▶ [WHAT YOU SHOULD DO]: Show every line of the listing below that contains the word "spiral". A line counts only if the case matches.

[Dataset entries]
# # # # # # #
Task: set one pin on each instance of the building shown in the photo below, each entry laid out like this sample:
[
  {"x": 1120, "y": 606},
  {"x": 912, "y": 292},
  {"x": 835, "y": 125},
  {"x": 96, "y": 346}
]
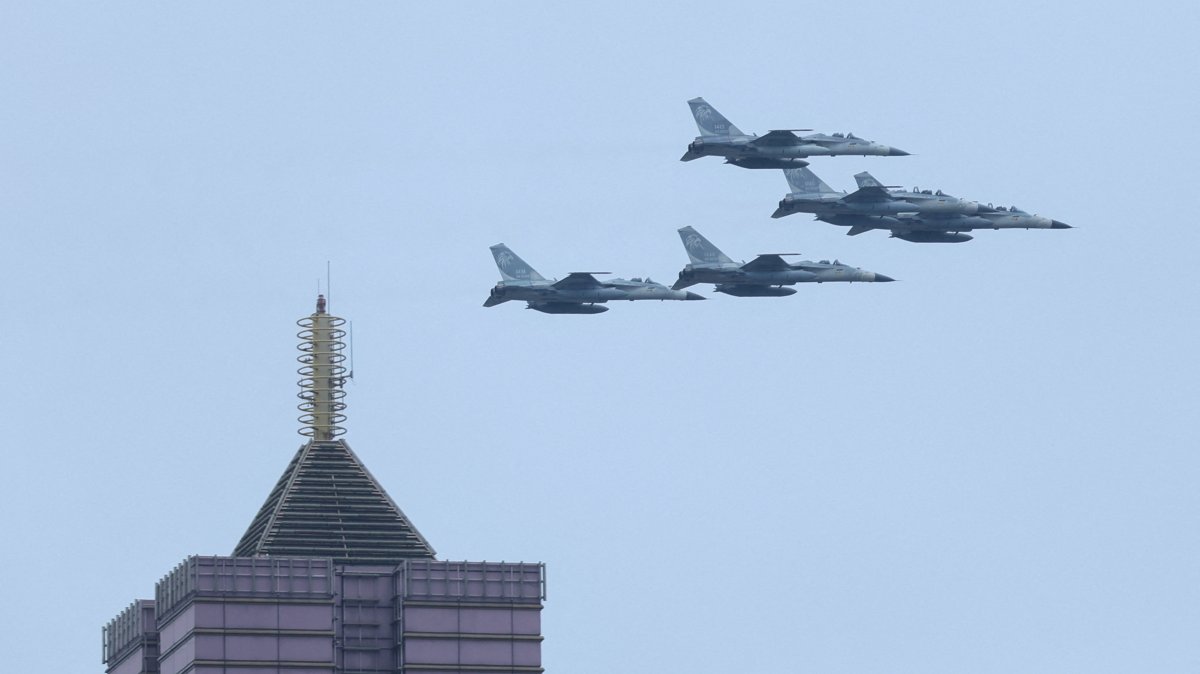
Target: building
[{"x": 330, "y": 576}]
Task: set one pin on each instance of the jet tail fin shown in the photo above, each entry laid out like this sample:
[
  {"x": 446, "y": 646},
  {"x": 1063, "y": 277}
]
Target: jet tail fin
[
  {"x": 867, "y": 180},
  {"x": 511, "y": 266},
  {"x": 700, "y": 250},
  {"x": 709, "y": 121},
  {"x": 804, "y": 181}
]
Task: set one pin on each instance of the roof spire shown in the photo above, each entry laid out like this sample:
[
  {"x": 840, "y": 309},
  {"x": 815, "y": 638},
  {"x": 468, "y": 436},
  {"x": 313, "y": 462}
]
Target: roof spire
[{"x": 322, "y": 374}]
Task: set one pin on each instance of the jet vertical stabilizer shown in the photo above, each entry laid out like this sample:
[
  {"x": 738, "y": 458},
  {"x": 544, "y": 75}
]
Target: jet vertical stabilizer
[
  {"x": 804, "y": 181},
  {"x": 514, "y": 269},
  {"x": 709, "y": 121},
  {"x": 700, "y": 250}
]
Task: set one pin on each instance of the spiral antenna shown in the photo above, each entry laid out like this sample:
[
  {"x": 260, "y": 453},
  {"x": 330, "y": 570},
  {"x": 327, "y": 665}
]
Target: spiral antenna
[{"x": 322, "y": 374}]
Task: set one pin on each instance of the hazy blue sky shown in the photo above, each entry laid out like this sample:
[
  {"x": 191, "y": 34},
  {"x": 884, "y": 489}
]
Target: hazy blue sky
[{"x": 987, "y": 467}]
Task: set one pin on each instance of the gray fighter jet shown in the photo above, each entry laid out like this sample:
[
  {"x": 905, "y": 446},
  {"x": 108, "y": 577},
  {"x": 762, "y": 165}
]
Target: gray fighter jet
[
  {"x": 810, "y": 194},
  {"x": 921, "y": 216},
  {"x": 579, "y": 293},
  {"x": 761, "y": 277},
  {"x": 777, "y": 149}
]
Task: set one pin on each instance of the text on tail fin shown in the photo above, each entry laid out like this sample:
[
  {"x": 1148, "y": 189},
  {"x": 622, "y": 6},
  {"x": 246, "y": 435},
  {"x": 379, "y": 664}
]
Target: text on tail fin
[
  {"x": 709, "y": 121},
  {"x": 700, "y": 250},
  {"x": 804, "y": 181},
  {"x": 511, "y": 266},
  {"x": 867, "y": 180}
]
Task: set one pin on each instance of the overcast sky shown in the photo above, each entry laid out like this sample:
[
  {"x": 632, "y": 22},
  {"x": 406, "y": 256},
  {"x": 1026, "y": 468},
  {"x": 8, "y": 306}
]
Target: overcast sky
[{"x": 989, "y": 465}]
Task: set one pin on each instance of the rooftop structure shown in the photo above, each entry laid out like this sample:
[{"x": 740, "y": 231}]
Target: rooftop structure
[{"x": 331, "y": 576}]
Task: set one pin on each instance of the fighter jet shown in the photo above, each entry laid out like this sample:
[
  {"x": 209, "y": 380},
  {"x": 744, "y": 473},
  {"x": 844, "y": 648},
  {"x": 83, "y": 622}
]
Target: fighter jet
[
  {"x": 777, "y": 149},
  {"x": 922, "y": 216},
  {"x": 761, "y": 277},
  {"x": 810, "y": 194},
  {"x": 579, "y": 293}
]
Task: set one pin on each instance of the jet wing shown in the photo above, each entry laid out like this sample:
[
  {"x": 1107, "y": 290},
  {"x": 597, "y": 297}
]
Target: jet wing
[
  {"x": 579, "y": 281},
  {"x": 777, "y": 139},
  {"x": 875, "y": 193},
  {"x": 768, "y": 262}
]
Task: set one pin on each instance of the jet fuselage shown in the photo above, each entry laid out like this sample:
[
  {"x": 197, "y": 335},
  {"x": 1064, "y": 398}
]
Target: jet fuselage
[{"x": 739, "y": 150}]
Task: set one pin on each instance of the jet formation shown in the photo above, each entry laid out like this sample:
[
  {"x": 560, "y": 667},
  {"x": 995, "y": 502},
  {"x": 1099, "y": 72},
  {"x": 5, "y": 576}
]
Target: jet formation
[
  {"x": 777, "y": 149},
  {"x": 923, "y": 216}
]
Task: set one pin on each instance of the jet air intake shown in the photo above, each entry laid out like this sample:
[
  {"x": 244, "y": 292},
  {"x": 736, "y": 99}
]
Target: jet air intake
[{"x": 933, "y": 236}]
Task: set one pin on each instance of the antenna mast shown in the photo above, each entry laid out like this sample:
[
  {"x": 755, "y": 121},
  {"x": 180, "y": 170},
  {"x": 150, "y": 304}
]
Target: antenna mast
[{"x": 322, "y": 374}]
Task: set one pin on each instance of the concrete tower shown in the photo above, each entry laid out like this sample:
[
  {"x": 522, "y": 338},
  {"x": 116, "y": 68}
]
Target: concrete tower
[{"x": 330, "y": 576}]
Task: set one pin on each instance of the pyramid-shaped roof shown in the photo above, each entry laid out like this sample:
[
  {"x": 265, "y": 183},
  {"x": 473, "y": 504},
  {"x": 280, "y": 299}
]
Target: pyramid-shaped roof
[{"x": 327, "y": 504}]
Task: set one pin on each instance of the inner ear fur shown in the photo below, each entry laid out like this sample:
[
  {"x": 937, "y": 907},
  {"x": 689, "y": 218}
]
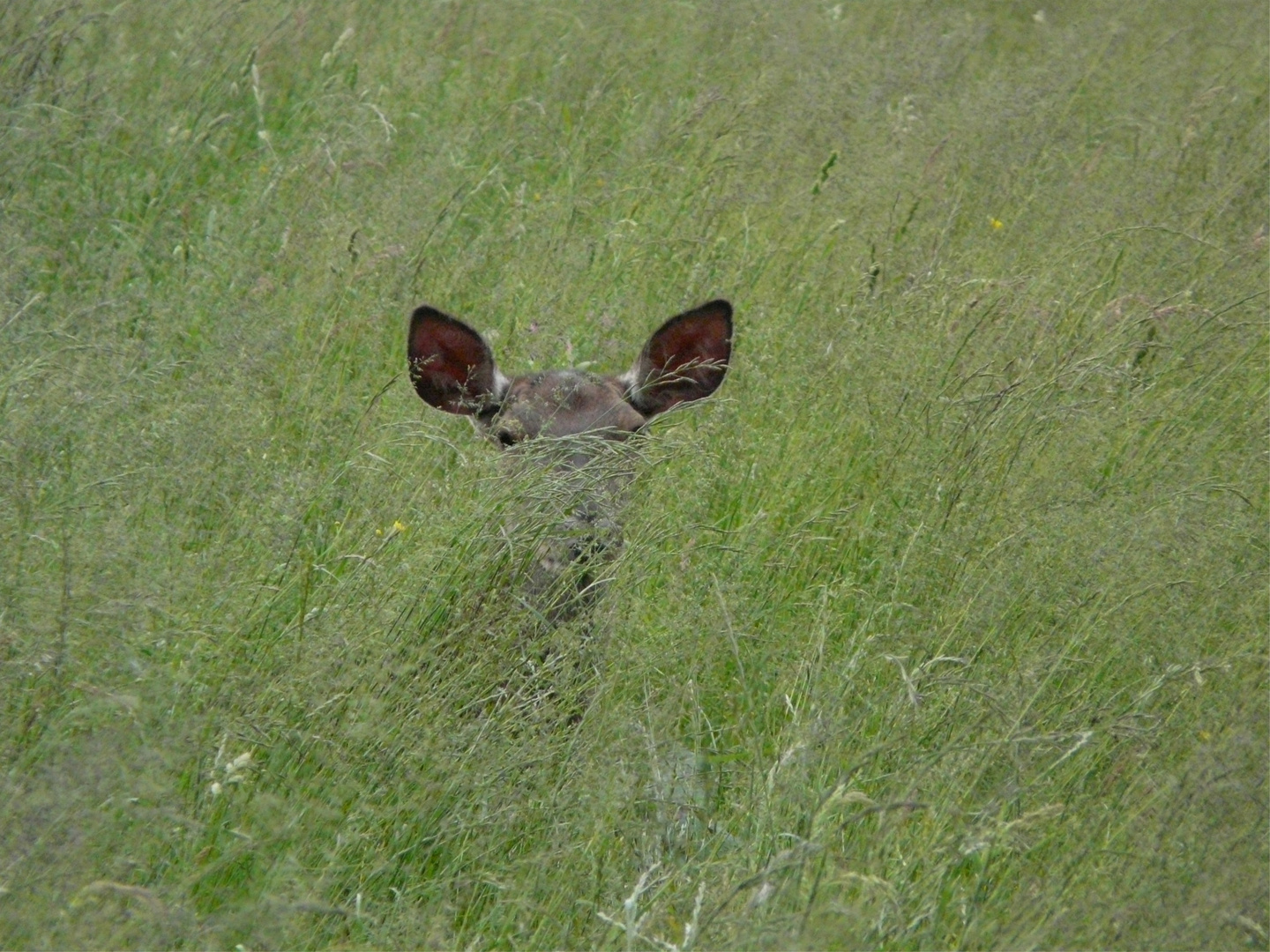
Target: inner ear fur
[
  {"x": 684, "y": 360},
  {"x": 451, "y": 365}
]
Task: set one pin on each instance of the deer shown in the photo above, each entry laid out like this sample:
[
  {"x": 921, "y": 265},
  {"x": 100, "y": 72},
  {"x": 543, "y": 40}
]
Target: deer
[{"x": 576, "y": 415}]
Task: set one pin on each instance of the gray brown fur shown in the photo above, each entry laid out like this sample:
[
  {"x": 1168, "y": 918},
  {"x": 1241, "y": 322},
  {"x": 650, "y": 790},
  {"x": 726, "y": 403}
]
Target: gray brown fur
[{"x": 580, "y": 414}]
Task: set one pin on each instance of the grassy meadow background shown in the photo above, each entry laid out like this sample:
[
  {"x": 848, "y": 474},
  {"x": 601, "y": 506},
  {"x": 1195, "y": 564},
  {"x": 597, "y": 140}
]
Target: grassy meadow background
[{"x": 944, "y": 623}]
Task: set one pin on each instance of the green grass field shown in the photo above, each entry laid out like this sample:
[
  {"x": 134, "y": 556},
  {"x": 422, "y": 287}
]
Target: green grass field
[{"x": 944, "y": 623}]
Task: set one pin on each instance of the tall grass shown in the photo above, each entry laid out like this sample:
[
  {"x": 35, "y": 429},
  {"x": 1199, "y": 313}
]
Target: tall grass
# # # # # # #
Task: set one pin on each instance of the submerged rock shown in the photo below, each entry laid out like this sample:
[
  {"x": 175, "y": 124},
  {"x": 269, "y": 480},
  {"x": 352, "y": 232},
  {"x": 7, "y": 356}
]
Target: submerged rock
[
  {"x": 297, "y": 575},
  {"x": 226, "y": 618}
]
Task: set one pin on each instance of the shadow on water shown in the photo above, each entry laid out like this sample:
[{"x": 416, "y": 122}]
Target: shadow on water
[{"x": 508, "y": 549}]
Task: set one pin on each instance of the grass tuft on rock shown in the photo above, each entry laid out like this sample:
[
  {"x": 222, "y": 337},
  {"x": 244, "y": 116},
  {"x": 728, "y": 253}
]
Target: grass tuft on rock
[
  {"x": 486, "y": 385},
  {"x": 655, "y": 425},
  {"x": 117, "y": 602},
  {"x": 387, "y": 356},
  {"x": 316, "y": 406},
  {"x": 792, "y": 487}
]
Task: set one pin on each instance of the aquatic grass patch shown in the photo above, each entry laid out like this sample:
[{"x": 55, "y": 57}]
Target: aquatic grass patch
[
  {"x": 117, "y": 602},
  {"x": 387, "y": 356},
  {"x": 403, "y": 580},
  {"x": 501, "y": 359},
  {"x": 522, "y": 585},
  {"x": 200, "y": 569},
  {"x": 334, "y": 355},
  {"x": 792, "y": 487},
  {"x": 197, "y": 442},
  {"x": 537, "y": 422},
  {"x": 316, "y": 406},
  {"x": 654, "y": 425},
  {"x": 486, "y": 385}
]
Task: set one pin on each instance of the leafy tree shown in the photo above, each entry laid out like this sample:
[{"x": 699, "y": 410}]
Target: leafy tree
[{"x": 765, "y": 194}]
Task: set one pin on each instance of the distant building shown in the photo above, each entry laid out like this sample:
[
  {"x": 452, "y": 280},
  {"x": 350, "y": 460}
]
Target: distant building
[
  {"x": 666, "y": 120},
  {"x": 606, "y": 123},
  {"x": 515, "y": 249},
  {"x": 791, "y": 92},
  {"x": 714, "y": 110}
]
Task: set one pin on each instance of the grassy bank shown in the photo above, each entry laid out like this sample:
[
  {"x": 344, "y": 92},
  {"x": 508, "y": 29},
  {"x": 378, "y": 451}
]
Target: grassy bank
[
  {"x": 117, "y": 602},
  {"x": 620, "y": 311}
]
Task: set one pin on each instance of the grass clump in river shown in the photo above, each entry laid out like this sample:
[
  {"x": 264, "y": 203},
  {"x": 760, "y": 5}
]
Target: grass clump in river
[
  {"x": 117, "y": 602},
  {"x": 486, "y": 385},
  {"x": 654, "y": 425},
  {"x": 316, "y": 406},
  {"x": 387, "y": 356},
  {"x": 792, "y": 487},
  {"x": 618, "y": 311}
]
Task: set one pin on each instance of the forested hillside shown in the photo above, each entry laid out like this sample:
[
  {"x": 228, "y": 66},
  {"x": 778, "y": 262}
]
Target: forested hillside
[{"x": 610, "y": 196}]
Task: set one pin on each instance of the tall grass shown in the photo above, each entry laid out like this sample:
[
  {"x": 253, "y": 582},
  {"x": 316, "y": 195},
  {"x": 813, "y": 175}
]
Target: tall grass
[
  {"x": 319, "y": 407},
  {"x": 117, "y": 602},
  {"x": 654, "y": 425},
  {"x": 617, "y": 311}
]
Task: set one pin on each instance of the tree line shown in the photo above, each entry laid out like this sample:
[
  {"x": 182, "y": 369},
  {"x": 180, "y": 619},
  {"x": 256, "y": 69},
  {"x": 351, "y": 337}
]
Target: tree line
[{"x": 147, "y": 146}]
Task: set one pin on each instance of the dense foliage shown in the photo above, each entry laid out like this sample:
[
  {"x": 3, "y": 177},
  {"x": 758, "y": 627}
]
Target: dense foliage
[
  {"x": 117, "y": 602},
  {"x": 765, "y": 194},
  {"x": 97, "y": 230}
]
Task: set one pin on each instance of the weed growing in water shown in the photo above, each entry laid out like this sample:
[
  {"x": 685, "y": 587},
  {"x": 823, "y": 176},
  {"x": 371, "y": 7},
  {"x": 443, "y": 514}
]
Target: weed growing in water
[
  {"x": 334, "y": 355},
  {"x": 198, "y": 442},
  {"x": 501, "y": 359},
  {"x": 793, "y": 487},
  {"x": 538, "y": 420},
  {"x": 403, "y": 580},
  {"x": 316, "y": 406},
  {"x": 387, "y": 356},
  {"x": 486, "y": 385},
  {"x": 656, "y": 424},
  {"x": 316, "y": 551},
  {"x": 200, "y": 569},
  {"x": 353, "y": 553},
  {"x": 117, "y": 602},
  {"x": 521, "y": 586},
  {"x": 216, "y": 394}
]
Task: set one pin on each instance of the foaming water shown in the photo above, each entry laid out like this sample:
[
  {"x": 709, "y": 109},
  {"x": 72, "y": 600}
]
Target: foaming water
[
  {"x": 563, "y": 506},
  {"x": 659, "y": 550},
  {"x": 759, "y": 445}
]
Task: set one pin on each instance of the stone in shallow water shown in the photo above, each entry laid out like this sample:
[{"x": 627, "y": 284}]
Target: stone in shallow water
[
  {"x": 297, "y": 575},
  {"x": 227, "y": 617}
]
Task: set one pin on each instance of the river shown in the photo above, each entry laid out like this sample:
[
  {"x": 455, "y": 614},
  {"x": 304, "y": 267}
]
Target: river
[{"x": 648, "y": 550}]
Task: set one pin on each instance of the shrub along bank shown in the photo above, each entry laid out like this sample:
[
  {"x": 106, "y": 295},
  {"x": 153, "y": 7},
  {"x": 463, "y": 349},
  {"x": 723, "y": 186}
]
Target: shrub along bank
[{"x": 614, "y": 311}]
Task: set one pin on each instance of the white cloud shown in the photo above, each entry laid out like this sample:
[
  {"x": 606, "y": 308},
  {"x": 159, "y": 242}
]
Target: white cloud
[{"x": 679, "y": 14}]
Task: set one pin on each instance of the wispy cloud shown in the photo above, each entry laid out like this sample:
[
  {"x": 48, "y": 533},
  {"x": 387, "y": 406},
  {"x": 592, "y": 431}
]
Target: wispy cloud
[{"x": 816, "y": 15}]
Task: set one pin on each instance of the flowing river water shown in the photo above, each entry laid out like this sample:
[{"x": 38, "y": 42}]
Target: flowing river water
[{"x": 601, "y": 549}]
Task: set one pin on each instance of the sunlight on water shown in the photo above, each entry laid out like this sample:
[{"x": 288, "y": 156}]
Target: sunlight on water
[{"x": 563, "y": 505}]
# # # # # # #
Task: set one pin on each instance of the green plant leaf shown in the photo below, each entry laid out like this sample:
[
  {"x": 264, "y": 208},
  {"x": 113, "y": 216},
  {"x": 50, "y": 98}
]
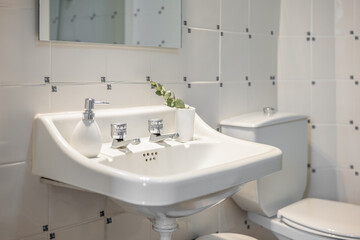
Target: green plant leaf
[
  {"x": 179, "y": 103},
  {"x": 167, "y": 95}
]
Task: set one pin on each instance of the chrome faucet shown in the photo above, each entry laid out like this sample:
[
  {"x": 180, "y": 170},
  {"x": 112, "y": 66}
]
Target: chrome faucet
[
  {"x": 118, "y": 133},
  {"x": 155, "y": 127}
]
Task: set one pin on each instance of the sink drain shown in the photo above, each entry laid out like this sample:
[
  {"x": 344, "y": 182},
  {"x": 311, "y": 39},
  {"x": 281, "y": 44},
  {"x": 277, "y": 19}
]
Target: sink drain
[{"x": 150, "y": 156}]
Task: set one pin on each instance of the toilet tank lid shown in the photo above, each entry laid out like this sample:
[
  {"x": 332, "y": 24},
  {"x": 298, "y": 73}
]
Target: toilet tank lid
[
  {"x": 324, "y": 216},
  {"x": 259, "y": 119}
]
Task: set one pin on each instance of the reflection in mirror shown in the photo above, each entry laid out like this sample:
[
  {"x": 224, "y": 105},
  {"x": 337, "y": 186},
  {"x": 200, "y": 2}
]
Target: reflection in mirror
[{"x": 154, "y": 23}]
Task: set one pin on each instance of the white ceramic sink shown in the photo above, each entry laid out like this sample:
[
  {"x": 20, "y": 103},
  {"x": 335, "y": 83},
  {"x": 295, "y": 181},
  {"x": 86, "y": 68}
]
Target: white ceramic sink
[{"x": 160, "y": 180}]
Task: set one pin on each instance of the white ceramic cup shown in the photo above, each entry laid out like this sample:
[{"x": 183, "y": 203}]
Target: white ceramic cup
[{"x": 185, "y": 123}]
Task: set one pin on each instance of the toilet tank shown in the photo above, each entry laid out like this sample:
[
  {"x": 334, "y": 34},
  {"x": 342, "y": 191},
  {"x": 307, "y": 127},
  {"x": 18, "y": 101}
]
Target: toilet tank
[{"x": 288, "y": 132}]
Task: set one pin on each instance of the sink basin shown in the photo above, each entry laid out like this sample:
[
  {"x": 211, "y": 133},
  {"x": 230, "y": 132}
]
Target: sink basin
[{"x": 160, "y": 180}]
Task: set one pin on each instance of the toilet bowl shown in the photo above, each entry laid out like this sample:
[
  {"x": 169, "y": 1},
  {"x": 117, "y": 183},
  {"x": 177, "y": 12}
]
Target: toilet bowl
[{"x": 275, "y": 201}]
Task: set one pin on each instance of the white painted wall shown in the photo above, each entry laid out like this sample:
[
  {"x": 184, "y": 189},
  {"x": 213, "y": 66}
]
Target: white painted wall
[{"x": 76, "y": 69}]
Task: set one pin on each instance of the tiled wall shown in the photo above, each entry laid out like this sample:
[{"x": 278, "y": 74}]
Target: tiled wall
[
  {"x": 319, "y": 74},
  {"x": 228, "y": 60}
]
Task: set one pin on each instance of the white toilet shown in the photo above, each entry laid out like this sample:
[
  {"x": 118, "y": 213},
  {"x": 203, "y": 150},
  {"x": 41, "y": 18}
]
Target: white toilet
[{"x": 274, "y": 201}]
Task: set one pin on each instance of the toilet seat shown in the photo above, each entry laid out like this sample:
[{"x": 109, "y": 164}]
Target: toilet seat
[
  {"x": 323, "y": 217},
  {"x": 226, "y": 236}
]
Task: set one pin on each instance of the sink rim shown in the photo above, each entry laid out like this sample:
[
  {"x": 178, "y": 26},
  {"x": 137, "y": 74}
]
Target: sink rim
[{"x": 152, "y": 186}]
# # # # # # #
▶ [SOLUTION FOR THIS TASK]:
Task: set one pin on each instance of the spiral antenna shown in the photo above, each entry laid out like this sample:
Target: spiral antenna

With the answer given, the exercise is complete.